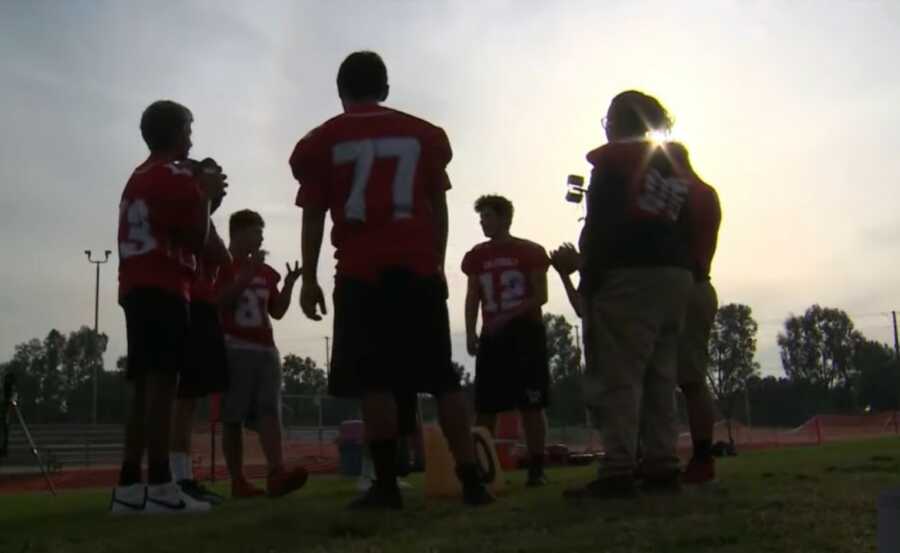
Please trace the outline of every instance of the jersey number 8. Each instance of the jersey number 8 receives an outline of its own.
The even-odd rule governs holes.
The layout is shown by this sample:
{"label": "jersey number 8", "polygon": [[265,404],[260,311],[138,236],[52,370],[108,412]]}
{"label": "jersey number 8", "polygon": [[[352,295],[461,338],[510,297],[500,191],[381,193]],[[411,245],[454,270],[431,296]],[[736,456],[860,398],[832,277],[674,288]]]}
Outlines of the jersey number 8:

### About this task
Working through the records above, establish how many lines contain the string "label", and reply with the number by itself.

### Answer section
2